Task details:
Extract each line of the material below that contains the string "belt", copying every such line in full.

▼

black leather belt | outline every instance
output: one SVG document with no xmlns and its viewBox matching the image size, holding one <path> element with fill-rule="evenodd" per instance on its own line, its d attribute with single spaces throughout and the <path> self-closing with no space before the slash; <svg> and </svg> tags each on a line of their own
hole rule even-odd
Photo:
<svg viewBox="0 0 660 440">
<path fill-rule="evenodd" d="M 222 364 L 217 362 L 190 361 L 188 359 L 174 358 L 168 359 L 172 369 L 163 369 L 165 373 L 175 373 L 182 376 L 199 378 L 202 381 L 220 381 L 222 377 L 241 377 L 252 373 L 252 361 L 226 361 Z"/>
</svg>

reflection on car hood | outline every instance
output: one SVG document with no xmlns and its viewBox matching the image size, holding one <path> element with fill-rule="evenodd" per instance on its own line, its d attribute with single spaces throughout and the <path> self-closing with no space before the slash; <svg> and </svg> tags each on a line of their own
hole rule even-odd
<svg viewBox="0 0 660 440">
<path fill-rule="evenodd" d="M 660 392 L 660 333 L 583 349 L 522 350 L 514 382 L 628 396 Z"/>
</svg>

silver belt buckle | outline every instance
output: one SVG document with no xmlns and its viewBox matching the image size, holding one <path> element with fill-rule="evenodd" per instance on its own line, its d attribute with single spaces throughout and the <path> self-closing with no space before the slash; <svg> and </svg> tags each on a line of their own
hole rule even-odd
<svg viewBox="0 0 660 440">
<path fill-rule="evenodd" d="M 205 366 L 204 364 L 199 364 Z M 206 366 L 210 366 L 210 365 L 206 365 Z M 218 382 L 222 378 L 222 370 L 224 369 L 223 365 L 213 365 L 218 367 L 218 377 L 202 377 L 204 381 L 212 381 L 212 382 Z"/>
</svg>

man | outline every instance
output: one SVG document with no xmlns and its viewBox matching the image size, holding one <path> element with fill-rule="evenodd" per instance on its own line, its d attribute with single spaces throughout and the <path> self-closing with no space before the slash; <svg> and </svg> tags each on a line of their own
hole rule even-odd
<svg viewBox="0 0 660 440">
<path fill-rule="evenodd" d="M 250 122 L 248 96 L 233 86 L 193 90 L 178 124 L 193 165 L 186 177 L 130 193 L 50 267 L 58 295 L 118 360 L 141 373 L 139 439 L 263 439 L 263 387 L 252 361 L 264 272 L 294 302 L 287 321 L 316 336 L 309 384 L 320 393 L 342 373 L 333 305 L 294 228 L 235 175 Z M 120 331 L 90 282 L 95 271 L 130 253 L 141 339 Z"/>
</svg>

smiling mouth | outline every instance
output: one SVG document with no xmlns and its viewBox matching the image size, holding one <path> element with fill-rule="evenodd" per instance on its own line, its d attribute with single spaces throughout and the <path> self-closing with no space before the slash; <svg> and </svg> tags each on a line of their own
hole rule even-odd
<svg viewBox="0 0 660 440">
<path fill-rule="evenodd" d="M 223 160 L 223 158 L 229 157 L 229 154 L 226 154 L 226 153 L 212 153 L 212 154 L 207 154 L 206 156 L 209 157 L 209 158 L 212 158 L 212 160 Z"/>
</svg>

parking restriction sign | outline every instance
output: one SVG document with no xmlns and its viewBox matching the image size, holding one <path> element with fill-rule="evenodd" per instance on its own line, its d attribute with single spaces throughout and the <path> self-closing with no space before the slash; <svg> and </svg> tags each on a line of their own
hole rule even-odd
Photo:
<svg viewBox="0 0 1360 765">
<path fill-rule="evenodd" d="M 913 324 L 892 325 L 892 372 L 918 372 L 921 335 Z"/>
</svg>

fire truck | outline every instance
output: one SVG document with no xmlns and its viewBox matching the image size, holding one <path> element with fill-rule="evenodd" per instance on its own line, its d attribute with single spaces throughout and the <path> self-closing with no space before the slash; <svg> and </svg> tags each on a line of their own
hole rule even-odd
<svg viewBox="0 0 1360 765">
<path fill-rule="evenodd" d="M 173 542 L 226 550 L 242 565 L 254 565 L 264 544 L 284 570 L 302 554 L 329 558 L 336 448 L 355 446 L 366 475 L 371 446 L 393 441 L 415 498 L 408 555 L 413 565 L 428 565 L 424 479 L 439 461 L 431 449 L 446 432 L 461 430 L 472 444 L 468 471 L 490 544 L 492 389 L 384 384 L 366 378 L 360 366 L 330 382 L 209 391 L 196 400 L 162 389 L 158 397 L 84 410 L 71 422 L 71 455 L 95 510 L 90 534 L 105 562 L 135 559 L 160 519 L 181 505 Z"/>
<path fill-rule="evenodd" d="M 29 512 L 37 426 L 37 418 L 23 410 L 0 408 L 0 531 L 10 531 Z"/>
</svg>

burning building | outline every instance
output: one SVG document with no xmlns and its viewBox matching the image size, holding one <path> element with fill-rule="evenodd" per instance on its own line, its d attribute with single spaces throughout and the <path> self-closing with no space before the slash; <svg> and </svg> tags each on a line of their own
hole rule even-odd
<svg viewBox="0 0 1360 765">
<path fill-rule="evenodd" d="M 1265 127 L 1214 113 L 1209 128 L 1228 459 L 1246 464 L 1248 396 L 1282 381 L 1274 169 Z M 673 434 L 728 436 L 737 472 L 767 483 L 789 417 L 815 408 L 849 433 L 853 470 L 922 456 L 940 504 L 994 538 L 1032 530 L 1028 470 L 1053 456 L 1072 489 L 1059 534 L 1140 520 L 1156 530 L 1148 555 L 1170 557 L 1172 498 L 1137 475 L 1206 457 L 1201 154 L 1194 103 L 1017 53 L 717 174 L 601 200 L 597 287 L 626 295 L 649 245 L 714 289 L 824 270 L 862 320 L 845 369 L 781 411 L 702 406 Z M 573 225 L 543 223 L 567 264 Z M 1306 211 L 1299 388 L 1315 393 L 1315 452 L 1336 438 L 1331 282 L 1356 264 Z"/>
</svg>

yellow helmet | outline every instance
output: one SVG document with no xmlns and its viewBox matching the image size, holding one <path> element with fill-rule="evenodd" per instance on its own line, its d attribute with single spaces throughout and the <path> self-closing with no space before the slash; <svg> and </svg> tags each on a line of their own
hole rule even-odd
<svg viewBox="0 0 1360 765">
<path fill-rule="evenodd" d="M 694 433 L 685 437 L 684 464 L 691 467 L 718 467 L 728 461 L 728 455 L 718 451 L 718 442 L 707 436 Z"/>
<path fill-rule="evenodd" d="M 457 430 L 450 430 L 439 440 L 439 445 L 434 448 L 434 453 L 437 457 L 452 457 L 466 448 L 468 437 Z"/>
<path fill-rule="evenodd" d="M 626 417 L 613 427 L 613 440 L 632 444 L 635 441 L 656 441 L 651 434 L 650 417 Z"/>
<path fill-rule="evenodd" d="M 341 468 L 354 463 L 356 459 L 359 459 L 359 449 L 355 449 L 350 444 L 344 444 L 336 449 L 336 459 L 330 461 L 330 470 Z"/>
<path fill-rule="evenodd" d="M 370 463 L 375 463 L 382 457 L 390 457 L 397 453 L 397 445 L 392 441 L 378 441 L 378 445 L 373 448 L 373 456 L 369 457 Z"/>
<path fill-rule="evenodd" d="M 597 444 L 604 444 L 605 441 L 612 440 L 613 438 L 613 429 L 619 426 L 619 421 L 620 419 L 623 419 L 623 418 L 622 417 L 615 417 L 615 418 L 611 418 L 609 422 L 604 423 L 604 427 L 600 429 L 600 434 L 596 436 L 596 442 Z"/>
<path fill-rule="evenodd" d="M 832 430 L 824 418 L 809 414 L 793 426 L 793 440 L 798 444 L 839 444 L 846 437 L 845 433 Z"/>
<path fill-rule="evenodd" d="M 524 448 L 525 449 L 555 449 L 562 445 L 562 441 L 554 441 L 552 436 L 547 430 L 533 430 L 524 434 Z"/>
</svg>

▲

Output below:
black leather belt | outline every instance
silver belt buckle | outline every instance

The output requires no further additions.